- **EXTRACT PROVIDED**
If China's economic and military power continues growing as in the recent past, Beijing can be expected to play a more active part in addressing geopolitical challenges, including the challenge of nuclear disarmament and nonproliferation. Is the role that China plays today in the nuclear arena appropriate to its national circumstances—and how should Beijing address disarmament and nonproliferation as its power and confidence increase?
China’s growing economic and military capabilities may have increased expectations in the United States. But the Chinese Communist Party takes a more modest view of its ability to address geopolitical challenges, including the challenge of nuclear disarmament.
Limits to growth. The Chinese government is responsible for the welfare of nearly a fifth of humanity. According to the World Bank, China ranks 71st among all nations in gross domestic product per capita. Chinese leaders see the enormous size of their population as a significant constraint on the nation's economic capabilities. They wish their counterparts in the United States were more understanding.
Demographic constraints on China’s long-term economic prospects led the Chinese Communist Party to fix military expenditures at approximately 2 percent of GDP: a percentage it has maintained since 1988. Comparatively high rates of annual economic growthhave allowed corresponding annual increases in military spending, but as the Chinese economy matures and its growth rate slows, military expenditures are likely to follow suit.

Items from a dataset
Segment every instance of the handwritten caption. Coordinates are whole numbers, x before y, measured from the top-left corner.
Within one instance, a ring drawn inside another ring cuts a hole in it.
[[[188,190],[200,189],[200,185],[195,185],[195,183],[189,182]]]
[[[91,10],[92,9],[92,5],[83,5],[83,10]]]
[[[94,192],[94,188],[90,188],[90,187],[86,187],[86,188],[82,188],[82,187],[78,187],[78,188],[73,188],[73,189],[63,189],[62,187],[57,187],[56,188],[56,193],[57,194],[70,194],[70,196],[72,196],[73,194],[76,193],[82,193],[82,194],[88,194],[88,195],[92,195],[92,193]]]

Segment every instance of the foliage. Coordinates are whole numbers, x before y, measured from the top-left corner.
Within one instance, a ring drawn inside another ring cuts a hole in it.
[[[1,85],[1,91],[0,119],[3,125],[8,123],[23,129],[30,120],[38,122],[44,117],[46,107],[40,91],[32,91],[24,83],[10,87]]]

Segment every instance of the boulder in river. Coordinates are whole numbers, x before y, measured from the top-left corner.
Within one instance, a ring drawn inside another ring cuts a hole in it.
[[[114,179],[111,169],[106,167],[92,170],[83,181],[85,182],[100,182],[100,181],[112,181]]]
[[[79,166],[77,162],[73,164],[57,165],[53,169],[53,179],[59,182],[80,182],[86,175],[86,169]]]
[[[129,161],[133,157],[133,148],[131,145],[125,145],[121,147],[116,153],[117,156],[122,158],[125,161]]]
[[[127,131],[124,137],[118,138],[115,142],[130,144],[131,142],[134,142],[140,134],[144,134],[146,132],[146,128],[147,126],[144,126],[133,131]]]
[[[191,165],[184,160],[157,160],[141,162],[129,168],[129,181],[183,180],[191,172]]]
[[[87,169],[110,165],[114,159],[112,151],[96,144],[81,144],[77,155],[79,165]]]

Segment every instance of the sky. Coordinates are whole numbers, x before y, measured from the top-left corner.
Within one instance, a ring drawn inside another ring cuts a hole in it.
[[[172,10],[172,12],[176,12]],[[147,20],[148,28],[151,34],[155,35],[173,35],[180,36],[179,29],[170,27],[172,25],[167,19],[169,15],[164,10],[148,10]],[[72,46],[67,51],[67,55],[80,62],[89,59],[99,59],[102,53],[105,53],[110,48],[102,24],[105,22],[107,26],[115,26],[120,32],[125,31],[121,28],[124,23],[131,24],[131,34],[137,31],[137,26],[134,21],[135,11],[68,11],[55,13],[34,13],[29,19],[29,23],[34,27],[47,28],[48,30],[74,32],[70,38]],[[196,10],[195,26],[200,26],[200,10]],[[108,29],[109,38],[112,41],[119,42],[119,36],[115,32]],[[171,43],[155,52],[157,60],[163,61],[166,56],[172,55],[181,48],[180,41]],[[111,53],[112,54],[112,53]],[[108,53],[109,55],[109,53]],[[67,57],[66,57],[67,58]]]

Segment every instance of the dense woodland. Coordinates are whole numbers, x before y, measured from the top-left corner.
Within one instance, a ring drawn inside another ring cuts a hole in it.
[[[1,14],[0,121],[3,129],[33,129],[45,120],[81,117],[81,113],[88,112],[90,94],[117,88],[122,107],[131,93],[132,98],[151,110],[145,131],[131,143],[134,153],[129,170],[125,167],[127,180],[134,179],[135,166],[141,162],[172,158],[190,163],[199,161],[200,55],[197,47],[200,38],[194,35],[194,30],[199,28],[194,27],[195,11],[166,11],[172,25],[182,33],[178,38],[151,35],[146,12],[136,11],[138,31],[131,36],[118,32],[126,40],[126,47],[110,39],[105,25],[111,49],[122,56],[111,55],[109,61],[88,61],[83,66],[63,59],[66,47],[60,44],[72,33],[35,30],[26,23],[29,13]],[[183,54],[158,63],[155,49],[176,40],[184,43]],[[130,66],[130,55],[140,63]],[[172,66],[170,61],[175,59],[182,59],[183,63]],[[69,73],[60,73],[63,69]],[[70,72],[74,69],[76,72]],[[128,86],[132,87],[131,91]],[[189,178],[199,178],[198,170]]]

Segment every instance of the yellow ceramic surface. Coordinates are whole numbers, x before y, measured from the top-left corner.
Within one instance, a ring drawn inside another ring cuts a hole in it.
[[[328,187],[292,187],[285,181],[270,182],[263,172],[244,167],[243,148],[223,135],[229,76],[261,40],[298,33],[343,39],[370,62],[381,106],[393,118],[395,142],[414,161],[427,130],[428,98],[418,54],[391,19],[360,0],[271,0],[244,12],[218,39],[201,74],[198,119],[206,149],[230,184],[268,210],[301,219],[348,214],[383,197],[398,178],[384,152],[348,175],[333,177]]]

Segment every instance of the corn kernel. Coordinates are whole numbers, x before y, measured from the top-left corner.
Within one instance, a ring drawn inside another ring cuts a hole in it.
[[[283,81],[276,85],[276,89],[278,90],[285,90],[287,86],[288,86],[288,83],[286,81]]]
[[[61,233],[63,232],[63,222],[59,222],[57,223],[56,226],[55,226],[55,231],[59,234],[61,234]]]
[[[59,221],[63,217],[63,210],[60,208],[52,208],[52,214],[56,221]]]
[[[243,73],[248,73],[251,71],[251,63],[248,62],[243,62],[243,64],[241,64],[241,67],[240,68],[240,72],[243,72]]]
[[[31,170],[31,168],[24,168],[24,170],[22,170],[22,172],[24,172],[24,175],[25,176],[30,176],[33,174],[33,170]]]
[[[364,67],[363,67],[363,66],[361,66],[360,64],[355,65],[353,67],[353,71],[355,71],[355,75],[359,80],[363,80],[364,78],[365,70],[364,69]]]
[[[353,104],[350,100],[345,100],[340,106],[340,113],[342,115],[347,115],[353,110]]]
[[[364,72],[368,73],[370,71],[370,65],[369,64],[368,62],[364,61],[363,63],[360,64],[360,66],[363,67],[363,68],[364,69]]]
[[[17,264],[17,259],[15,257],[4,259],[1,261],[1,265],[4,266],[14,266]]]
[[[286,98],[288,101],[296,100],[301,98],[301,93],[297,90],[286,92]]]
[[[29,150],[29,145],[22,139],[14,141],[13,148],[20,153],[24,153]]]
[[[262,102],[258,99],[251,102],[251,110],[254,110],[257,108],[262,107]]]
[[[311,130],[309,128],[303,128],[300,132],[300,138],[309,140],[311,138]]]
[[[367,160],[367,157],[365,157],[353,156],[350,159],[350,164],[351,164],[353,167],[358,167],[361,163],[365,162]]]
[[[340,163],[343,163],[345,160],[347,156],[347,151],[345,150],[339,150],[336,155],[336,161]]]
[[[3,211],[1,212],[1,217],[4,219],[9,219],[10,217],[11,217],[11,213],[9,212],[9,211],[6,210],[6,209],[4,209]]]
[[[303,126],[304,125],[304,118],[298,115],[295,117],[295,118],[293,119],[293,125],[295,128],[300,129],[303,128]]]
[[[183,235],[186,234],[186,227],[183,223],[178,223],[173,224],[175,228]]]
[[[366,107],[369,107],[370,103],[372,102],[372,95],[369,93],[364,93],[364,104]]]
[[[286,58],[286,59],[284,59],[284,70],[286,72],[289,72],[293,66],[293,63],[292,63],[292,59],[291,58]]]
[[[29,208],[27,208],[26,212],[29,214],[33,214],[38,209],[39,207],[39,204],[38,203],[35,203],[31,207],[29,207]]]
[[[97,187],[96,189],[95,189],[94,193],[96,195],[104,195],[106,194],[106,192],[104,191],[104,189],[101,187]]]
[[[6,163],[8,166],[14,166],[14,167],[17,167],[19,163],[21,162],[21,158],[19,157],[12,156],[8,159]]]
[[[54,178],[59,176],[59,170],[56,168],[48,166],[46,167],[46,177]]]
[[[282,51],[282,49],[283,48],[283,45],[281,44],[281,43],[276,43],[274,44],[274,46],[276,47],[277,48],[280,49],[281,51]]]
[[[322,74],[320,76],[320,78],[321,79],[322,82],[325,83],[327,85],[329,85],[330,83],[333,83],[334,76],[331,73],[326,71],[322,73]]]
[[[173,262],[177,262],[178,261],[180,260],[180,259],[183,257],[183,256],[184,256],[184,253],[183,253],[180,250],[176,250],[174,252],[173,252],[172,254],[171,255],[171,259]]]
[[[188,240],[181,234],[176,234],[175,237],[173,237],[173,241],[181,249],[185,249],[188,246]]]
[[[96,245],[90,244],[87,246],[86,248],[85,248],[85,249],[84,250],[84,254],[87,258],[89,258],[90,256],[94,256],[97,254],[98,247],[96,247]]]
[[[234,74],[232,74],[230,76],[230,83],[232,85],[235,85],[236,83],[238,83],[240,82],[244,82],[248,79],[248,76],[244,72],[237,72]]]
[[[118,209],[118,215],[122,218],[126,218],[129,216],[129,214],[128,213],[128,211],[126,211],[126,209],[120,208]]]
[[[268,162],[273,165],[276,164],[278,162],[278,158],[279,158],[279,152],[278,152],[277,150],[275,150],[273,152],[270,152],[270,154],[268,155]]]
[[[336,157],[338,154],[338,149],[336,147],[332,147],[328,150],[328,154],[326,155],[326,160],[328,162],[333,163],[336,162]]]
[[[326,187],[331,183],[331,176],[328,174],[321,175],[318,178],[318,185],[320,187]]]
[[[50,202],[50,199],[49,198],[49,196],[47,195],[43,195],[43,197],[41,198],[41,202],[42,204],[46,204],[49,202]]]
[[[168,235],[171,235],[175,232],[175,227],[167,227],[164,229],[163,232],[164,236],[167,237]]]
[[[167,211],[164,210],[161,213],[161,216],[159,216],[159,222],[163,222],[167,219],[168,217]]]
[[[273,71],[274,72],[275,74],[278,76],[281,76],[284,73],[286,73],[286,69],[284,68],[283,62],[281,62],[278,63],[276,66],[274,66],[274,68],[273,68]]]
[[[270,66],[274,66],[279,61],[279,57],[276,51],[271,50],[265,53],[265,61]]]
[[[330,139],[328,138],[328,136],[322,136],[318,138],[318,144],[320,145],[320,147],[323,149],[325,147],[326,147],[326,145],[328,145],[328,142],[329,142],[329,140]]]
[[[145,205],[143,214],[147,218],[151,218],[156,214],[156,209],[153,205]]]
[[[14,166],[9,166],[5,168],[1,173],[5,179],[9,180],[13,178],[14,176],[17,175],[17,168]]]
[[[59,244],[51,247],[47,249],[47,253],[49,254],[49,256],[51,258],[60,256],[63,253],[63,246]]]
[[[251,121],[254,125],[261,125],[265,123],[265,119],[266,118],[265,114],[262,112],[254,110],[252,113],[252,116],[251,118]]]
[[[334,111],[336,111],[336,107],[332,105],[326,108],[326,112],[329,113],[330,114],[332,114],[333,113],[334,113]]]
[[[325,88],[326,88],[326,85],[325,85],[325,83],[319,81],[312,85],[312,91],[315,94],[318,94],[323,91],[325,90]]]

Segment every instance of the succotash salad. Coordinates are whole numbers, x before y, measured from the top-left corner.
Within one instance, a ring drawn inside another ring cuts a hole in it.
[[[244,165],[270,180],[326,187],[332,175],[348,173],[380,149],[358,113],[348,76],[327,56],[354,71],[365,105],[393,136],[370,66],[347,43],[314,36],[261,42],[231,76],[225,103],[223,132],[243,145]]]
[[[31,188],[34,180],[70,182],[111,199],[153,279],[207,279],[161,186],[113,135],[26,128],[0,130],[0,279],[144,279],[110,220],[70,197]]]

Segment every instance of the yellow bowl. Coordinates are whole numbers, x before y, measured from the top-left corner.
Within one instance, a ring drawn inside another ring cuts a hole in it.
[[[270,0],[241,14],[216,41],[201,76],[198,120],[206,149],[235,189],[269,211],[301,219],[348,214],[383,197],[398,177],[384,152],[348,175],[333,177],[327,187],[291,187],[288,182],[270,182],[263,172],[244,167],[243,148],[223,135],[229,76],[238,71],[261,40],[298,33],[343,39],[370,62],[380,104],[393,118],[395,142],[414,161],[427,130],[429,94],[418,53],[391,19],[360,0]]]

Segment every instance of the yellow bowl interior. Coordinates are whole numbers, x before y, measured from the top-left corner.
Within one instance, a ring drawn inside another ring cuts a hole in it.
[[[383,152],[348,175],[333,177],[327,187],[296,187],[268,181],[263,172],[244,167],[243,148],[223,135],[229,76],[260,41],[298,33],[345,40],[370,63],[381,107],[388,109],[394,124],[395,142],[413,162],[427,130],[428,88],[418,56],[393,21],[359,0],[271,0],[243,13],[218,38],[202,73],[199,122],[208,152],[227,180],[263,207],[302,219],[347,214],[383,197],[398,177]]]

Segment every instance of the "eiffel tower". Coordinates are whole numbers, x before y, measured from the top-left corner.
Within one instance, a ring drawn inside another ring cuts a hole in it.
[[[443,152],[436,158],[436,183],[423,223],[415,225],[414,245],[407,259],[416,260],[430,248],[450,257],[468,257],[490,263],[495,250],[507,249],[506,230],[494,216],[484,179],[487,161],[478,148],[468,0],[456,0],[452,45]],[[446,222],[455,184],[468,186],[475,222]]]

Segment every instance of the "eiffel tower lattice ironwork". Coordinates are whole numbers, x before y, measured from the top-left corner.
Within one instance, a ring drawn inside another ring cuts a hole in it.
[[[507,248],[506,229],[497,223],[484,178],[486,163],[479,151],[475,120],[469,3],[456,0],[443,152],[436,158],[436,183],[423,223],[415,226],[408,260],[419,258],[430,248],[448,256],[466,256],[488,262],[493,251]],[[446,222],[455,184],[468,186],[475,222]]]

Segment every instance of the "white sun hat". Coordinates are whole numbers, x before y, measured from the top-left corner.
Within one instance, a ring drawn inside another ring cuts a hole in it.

- **PARTS OF THE EXERCISE**
[a] Decide whether each statement agrees with the text on China's role in nuclear disarmament, answering yes or no and quoting the words that decide it: (i) The World Bank ranks China 71st among all nations in GDP per capita. (ii) The Chinese Communist Party has kept military spending at about 2 percent of GDP since 1988. (iii) The Chinese Communist Party views its ability to address geopolitical challenges more ambitiously than the United States expects.
[b] Carry on the text on China's role in nuclear disarmament, starting right after its final sentence.

- **EXERCISE RESULTS**
[a]
(i) Yes: "According to the World Bank, China ranks 71st among all nations in gross domestic product per capita."
(ii) Yes: "fix military expenditures at approximately 2 percent of GDP: a percentage it has maintained since 1988."
(iii) No: "the Chinese Communist Party takes a more modest view of its ability to address geopolitical challenges"

[b]
An obligation, not a luxury. China's leaders are aware that their participation in international nuclear arms control negotiations is not predicated on attaining a certain level of economic or military development. They understand that it is required under the terms of the Nuclear Non-Proliferation Treaty (NPT). The most important obligation China incurred by acceding to the NPT in 1992—an obligation it shares with the other four nations (the United States, Russia, the United Kingdom, and France) temporarily allowed to retain nuclear weapons—is to "pursue negotiations in good faith" on "a treaty on general and complete disarmament."
By any measure, China is not living up to that commitment. None of the nuclear weapon states are. The successful negotiation of the Comprehensive Nuclear Test Ban Treaty—opened for signature in 1996—is the last substantial step toward disarmament undertaken by the nuclear weapon states. China still refuses to ratify the treaty. Chinese arms control experts say their government is waiting for the United States to ratify it first—the United States has signed it, but the Senate hasn't confirmed it—which suggests China's leaders have little interest in playing a more active role in addressing the challenge of nuclear disarmament.
That's unfortunate. China maintains a comparatively small nuclear arsenal that it keeps off alert. The leadership remains committed to the no-first-use policy China announced after its first nuclear test. These policies entitle China to claim a leadership role in international nuclear arms control.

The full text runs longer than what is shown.